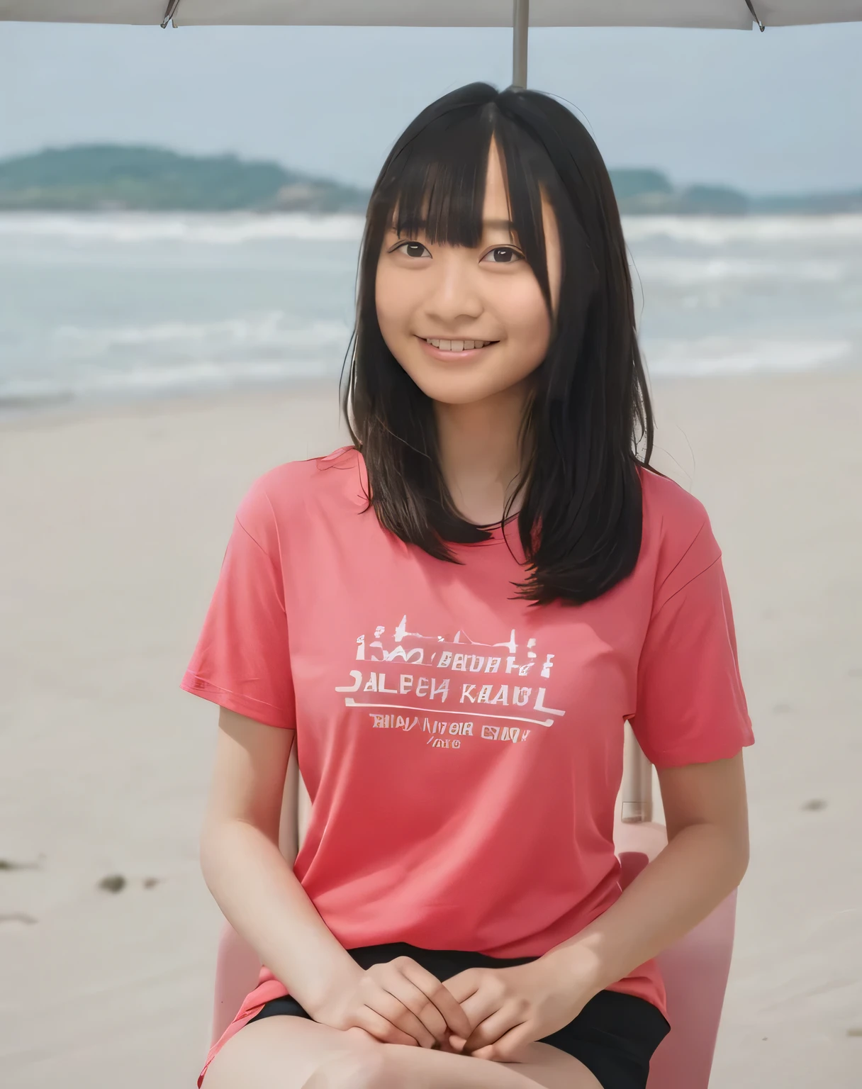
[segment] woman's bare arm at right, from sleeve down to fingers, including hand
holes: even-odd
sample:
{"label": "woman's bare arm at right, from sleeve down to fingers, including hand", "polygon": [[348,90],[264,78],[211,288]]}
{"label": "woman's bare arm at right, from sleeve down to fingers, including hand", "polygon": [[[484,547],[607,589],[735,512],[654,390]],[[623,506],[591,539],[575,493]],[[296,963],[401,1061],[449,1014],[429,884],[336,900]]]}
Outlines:
{"label": "woman's bare arm at right, from sleeve down to fingers, including hand", "polygon": [[660,771],[669,842],[603,915],[537,960],[468,968],[446,987],[476,1026],[451,1038],[480,1059],[519,1062],[525,1044],[577,1016],[705,918],[748,862],[742,755]]}

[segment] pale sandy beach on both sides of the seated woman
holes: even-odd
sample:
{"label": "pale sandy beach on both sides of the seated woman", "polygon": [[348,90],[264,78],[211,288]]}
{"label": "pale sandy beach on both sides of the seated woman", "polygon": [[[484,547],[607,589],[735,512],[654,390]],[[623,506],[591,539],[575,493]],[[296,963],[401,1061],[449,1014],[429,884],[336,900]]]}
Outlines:
{"label": "pale sandy beach on both sides of the seated woman", "polygon": [[[703,500],[724,548],[758,737],[712,1086],[851,1089],[862,374],[664,381],[655,400],[656,464]],[[337,441],[331,389],[0,426],[10,1089],[194,1086],[221,919],[197,858],[216,709],[177,685],[245,489]],[[115,874],[120,891],[100,888]]]}

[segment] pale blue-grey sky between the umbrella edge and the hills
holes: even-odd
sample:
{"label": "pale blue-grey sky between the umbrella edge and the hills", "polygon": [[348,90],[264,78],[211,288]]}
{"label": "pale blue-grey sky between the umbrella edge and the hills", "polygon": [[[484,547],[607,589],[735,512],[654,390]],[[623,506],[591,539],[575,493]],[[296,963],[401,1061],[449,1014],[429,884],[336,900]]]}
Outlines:
{"label": "pale blue-grey sky between the umbrella edge and the hills", "polygon": [[[752,193],[862,188],[862,24],[537,29],[529,63],[609,167]],[[0,23],[0,156],[146,143],[370,185],[423,106],[473,79],[505,86],[510,64],[501,29]]]}

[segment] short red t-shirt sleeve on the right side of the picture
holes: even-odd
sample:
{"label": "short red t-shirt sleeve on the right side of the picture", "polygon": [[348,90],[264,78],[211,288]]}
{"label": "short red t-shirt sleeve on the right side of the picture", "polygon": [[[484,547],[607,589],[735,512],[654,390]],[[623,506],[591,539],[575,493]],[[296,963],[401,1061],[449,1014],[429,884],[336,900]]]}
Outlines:
{"label": "short red t-shirt sleeve on the right side of the picture", "polygon": [[637,692],[631,726],[657,768],[727,759],[754,741],[709,521],[656,591]]}

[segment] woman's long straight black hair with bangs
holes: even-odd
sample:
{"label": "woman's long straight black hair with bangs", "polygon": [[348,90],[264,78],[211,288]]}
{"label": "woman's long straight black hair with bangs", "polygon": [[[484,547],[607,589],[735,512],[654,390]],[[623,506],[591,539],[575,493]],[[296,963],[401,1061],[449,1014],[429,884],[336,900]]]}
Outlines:
{"label": "woman's long straight black hair with bangs", "polygon": [[[515,586],[538,604],[581,604],[637,563],[638,466],[649,464],[653,420],[611,179],[590,134],[555,99],[472,83],[429,106],[396,140],[368,206],[343,409],[381,525],[451,562],[458,562],[451,543],[488,538],[455,509],[440,469],[432,402],[383,340],[374,282],[390,225],[414,236],[422,230],[432,243],[480,245],[492,139],[501,151],[509,218],[552,330],[521,428],[526,469],[516,494],[526,578]],[[556,315],[543,194],[562,243]]]}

------

Output, exactly, all the records above; include no pictures.

» **Answer to the exercise**:
[segment] woman's bare arm at right, from sleeve down to fingers, including hand
holes: even-odd
sample:
{"label": "woman's bare arm at right, from sleeve down to fingers, including hand", "polygon": [[348,90],[264,78],[211,288]]}
{"label": "woman's bare arm at right, from sleeve down to fingers, including hand", "polygon": [[[484,547],[607,589],[735,512],[654,390]],[[623,506],[591,539],[575,493]],[[296,963],[401,1061],[449,1014],[429,884],[336,900]]]}
Outlines:
{"label": "woman's bare arm at right, from sleeve down to fingers, including hand", "polygon": [[660,771],[669,842],[603,915],[537,960],[468,968],[446,987],[476,1026],[451,1038],[480,1059],[519,1062],[525,1044],[577,1016],[705,918],[748,862],[742,755]]}

[segment] pale sandy beach on both sides of the seated woman
holes: even-odd
sample:
{"label": "pale sandy beach on both sides of the seated woman", "polygon": [[348,90],[264,78],[211,288]]}
{"label": "pale sandy beach on both sides of the seated woman", "polygon": [[[484,547],[607,589],[735,512],[654,390]],[[623,506],[591,539],[575,493]],[[296,963],[401,1061],[449,1014],[429,884],[336,900]]]}
Outlines:
{"label": "pale sandy beach on both sides of the seated woman", "polygon": [[[703,500],[724,548],[758,737],[712,1086],[851,1089],[862,374],[664,381],[655,400],[656,464]],[[337,441],[331,389],[0,426],[10,1089],[194,1086],[221,919],[197,858],[216,709],[177,685],[245,489]],[[115,874],[120,891],[100,888]]]}

[segment] pale blue-grey sky between the umbrella edge and the hills
holes: even-odd
sample:
{"label": "pale blue-grey sky between the umbrella edge and the hills", "polygon": [[348,90],[264,78],[211,288]]}
{"label": "pale blue-grey sky between the umbrella edge and the hills", "polygon": [[[484,547],[607,589],[735,512],[654,390]],[[623,506],[591,539],[575,493]],[[296,963],[401,1061],[449,1014],[429,884],[336,900]]]}
Outlines:
{"label": "pale blue-grey sky between the umbrella edge and the hills", "polygon": [[[752,193],[862,188],[862,24],[537,29],[529,63],[609,167]],[[0,23],[0,156],[146,143],[370,185],[423,106],[473,79],[505,86],[510,64],[501,29]]]}

[segment] short red t-shirt sleeve on the right side of the picture
holes: even-odd
sample:
{"label": "short red t-shirt sleeve on the right side of the picture", "polygon": [[348,90],[264,78],[211,288]]}
{"label": "short red t-shirt sleeve on the right side of the picture", "polygon": [[[484,547],[607,589],[735,512],[654,390]],[[623,506],[591,539],[575,493]],[[296,963],[401,1061],[449,1014],[429,884],[336,900]]]}
Outlines:
{"label": "short red t-shirt sleeve on the right side of the picture", "polygon": [[637,692],[631,726],[657,768],[727,759],[754,741],[709,521],[656,591]]}

[segment] woman's long straight black hair with bangs
holes: even-odd
sample:
{"label": "woman's long straight black hair with bangs", "polygon": [[348,90],[264,78],[211,288]]}
{"label": "woman's long straight black hair with bangs", "polygon": [[[484,547],[607,589],[735,512],[654,390]],[[623,506],[591,539],[575,493]],[[296,963],[401,1061],[449,1014],[429,884],[336,900]]]}
Outlines:
{"label": "woman's long straight black hair with bangs", "polygon": [[[515,586],[538,604],[581,604],[637,563],[638,466],[649,464],[653,420],[611,179],[590,134],[555,99],[472,83],[429,106],[396,140],[368,206],[343,409],[381,525],[451,562],[458,562],[451,543],[488,538],[455,509],[440,469],[432,402],[383,340],[374,282],[390,225],[414,236],[422,230],[432,243],[480,245],[492,139],[501,151],[509,218],[552,330],[521,428],[526,469],[516,494],[526,578]],[[556,315],[543,194],[562,243]]]}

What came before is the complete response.